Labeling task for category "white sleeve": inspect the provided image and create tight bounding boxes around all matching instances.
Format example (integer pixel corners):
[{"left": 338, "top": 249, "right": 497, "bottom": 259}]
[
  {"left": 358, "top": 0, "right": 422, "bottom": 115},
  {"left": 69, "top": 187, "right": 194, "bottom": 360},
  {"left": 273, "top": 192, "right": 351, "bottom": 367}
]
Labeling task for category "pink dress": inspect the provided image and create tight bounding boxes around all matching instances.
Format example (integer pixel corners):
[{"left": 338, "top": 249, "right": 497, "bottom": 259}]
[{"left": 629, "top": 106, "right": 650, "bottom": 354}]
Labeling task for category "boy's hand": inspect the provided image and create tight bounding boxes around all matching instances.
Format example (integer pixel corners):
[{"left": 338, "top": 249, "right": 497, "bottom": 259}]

━━━

§ **Task to carry out**
Return every entry exactly as given.

§ **Result of this task**
Labeling task for category "white sleeve": inspect the provided image and create tight bounding boxes around all matching instances.
Format example (integer pixel corners):
[{"left": 338, "top": 249, "right": 497, "bottom": 259}]
[
  {"left": 358, "top": 0, "right": 422, "bottom": 115},
  {"left": 69, "top": 187, "right": 194, "bottom": 360},
  {"left": 273, "top": 192, "right": 351, "bottom": 367}
]
Labeling task for category "pink dress": inspect the provided image and create tight bounding boxes around all matching instances.
Format example (integer pixel corners):
[{"left": 338, "top": 249, "right": 497, "bottom": 259}]
[{"left": 629, "top": 106, "right": 650, "bottom": 354}]
Labeling task for category "boy's hand": inspect the provided image and create tight bounding boxes around all matching instances.
Format example (integer pixel corners):
[{"left": 338, "top": 249, "right": 497, "bottom": 259}]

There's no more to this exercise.